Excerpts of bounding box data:
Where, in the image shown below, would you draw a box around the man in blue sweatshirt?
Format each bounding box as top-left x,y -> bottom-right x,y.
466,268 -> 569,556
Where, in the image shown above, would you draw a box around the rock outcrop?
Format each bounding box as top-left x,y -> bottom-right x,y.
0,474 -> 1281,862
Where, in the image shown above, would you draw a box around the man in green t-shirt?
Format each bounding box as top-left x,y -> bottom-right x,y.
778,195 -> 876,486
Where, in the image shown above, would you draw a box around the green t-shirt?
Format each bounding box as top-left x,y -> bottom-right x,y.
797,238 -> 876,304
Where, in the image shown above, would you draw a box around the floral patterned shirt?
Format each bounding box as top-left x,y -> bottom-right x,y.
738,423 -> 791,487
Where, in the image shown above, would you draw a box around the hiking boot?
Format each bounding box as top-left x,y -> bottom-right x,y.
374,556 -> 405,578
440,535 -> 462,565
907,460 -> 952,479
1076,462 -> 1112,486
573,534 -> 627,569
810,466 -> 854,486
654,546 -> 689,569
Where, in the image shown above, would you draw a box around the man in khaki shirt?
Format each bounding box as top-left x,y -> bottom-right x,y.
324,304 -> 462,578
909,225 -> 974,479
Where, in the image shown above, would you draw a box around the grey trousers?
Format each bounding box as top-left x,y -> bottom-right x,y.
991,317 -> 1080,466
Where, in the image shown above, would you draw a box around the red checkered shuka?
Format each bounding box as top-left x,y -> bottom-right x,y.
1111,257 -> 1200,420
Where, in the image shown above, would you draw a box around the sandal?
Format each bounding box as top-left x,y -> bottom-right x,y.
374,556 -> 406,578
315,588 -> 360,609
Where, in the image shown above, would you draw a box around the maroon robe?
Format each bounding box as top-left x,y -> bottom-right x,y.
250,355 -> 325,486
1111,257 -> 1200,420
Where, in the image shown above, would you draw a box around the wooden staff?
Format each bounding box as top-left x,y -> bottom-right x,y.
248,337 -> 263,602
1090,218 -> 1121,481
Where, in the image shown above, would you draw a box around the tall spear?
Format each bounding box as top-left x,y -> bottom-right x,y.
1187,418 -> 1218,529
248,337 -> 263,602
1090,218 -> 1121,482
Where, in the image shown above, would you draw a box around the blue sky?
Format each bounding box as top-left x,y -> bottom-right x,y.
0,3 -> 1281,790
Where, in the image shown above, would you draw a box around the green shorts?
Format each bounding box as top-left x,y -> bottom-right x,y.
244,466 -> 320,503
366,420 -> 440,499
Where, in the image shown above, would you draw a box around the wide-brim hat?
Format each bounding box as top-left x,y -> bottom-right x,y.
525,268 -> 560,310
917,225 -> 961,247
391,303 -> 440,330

* **Objective**: Please copy out all of the rows above, changing "top-left x,y" to "upper-left x,y" wherever it occurs and leaving everything else as it is.

* **Response to this exercise**:
Where, in the image shown below, would you draw a box around the man in blue sweatshirt?
Format each bounding box as upper-left x,y -> bottom-right x,y.
466,268 -> 569,556
Where, in the image shown above, would you draw a box around the rock outcrop?
Format each bounding box as upper-left x,y -> bottom-right x,y.
0,474 -> 1281,862
Where, in the image shown above, would you draw a box around the man in green t-shirt?
Format each bounding box as upper-left x,y -> bottom-right x,y.
778,195 -> 876,486
Where, in the image shown above, would you draw a box around the green t-shirt?
Format each bounding box as upper-left x,y -> bottom-right x,y.
797,238 -> 876,304
Where, in the image shown above, would you draw a box around the floral patterned shirt?
Format each bounding box as upper-left x,y -> bottom-right x,y.
738,423 -> 791,487
Where, in the image shown above, would you draw a box around the hiking boot?
Format each bounding box as upper-left x,y -> bottom-right x,y.
374,556 -> 405,578
440,535 -> 462,565
907,460 -> 952,479
1076,462 -> 1112,486
573,534 -> 627,569
810,466 -> 854,486
654,546 -> 689,569
Where, in the image shown above, would you draw a box around the man in khaki shirt?
Format each bounding box as upper-left x,y -> bottom-right x,y.
324,304 -> 462,578
909,225 -> 974,479
Where, in the image shown above, would you draw a box around the grey trousers?
Format each bounding box as upper-left x,y -> bottom-right x,y.
991,317 -> 1080,466
Where, in the image shown above, would you draw a box around the red checkered shuka?
Format each bounding box as upper-left x,y -> bottom-right x,y.
1111,257 -> 1200,420
Where, in the image shown above, would you draw a box around the sandal?
Format each bounding box as upper-left x,y -> bottom-right x,y.
374,556 -> 406,578
315,588 -> 360,609
Where, in the image shown above, would you draw a box around the maroon robe?
Format each bounding box as upper-left x,y -> bottom-right x,y.
250,355 -> 325,486
1111,257 -> 1200,420
Where, in the image shown above, would you draw a box around the wooden staff?
Format each bounding box as upper-left x,y -> bottom-right x,y.
248,337 -> 263,602
1090,218 -> 1121,481
Where, in the image shown above, would you draw a box around the tall spear?
Format each bounding box as upper-left x,y -> bottom-right x,y.
1187,418 -> 1218,529
248,337 -> 263,602
1090,218 -> 1121,482
Where, in the image shown above, would you draw a box around the blue sky?
Format each bounding box as upper-left x,y -> bottom-right x,y.
0,3 -> 1281,790
Where, in the image shown above, would you draw a box around the green shorts?
Format each bounding box as upper-left x,y -> bottom-right x,y.
244,466 -> 320,503
366,420 -> 440,499
Where, in the image shown above, would you draw a box around the wide-brim hat?
Format each bounding box as upper-left x,y -> bottom-right x,y.
525,268 -> 560,310
917,225 -> 961,247
391,303 -> 440,330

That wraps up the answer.